▶ **Problem**: Beginning at the line that contains "In this exercise you will spot each instance of the metal" and finishing at the line that contains "In this exercise you will spot each instance of the 18265", output the data below exactly. Include both end lines and no pictures.

[Natural language region descriptions]
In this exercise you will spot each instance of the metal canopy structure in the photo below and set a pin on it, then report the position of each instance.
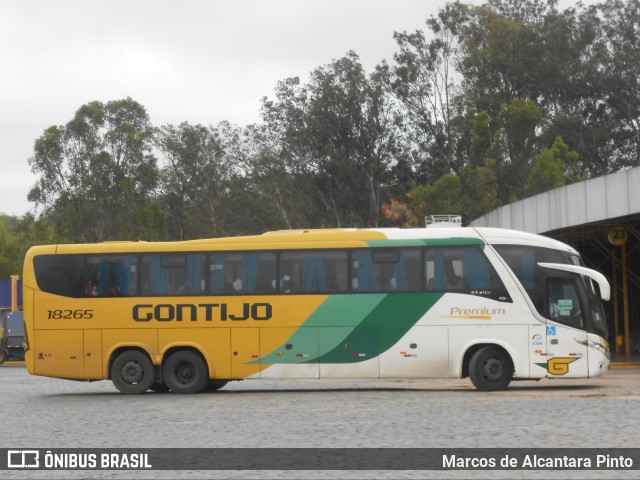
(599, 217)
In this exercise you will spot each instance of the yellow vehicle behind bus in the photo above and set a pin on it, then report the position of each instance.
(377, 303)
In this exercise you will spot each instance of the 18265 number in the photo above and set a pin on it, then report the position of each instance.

==

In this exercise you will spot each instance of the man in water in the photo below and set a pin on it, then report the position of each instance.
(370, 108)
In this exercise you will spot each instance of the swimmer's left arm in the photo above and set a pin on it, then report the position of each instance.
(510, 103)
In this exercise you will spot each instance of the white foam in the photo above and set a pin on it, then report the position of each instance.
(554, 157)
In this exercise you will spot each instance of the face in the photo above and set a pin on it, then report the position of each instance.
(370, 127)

▶ **Exercise answer**:
In this exercise you will spot each instance of the metal canopy structure in the photo below and set a pin on it, then report the position of each instance.
(599, 217)
In this exercise you will spot each instance of the yellow vehicle behind bus in the photo above and set a pin on it, then report the position of each instance.
(377, 303)
In this exercise you will spot each instance of the 18265 number in the photo above and set a pin on it, then report the position of each instance.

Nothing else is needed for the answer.